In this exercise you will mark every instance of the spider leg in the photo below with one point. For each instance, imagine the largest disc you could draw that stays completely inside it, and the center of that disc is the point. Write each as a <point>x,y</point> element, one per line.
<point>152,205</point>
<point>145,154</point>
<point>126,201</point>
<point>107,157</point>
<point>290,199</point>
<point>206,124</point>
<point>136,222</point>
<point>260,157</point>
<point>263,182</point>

▶ **WORK TO BE COMPLETED**:
Return all entries exactly.

▶ **ANSWER SECTION**:
In this exercise you will mark every instance of the spider leg in the photo below with one point. For each instance, imagine the largest disc you could draw that stays completely inside it, and the center of that disc is the point. Write each as a <point>x,y</point> element, one per line.
<point>152,205</point>
<point>145,154</point>
<point>126,201</point>
<point>107,157</point>
<point>290,199</point>
<point>206,124</point>
<point>136,222</point>
<point>260,157</point>
<point>263,182</point>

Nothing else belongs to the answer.